(Dataset entries):

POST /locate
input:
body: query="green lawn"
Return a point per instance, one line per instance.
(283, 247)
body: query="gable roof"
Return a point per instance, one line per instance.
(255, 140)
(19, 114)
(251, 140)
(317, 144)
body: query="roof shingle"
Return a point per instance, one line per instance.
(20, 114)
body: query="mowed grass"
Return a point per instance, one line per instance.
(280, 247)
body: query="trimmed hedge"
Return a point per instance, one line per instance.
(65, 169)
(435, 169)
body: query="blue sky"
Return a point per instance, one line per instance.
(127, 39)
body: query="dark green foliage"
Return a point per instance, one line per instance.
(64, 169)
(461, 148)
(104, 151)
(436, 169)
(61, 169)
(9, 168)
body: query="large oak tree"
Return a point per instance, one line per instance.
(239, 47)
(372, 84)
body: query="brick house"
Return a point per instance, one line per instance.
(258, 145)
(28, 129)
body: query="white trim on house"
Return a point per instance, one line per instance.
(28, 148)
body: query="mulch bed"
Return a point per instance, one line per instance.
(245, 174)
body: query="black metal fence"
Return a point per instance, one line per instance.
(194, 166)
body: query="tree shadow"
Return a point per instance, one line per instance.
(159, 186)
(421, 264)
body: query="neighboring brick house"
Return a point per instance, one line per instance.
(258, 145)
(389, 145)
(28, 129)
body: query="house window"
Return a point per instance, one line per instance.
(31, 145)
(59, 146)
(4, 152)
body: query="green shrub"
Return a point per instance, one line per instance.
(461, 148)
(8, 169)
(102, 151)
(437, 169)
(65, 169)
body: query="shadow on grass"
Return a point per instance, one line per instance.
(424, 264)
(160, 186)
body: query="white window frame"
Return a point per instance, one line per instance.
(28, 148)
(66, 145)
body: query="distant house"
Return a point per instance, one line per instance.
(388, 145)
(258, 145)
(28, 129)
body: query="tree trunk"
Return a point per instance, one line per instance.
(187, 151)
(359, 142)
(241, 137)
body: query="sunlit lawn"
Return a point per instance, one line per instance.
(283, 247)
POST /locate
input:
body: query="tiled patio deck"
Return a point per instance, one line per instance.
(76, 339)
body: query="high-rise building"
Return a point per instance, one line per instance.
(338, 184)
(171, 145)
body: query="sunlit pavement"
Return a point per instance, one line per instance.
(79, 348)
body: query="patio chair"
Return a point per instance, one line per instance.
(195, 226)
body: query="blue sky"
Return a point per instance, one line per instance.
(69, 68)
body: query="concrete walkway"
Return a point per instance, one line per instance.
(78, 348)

(Description of the task): Repeat the listing exactly, from its first line to its last.

(Exercise result):
POST /locate
input:
body: query="green lawn"
Return a point per instance, one line per instance.
(283, 247)
body: query="gable roof"
Return a point per instance, one line per instance.
(255, 140)
(19, 114)
(251, 140)
(317, 144)
body: query="roof shingle"
Return a point per instance, one line per instance.
(20, 114)
body: query="mowed grass"
Return a point per instance, one line per instance.
(280, 247)
body: query="trimmed hedge"
Return a point per instance, one line per instance.
(65, 169)
(435, 169)
body: query="blue sky"
Return a point per instance, one line per instance.
(127, 39)
body: query="dark green foliage"
Return a point per instance, one line per instance.
(64, 169)
(461, 148)
(104, 151)
(436, 169)
(61, 169)
(9, 168)
body: query="large oak tree"
Return a point per instance, one line per instance.
(239, 47)
(372, 84)
body: query="brick house"
Return a point per instance, one line per instance.
(258, 145)
(28, 129)
body: query="white trim on house"
Return a point per instance, one line per instance.
(28, 148)
body: query="mulch bed"
Return a point per instance, one line per instance.
(245, 174)
body: query="black metal fence"
Return a point per instance, one line per instance.
(194, 166)
body: query="tree shadow"
Return a point per instance, one line per instance.
(159, 186)
(421, 264)
body: query="neighboring brick house"
Return a point per instance, one line per instance.
(258, 145)
(389, 145)
(28, 129)
body: query="house window"
Return a point per instance, one line per instance.
(31, 145)
(59, 146)
(4, 152)
body: query="green shrub"
Return a point per instance, one line per instance.
(461, 148)
(8, 169)
(102, 151)
(437, 169)
(65, 169)
body: query="shadow on grass"
Return a point per instance, one line per instance.
(424, 264)
(160, 186)
body: query="white window frame"
Return a point per instance, one line per instance.
(28, 148)
(66, 145)
body: query="distant house"
Return a point per instance, one line per instance.
(388, 145)
(258, 145)
(28, 129)
body: query="tree trunk"
Return a point per instance, one line per instance.
(187, 151)
(359, 142)
(241, 137)
body: query="sunlit lawn"
Return a point per instance, one line per instance.
(283, 247)
POST /locate
input:
body: query="tiled patio deck"
Return a point per instance, one line per instance.
(76, 339)
body: query="high-rise building"
Return a point per instance, one line per instance.
(338, 184)
(171, 145)
body: query="sunlit pavement"
Return a point per instance, one line per instance.
(79, 348)
body: query="patio chair"
Return a point per instance, one line per instance.
(195, 226)
body: query="blue sky"
Return a point per instance, one line per instance.
(69, 68)
body: query="concrete walkway"
Return a point per instance, one line per instance.
(78, 348)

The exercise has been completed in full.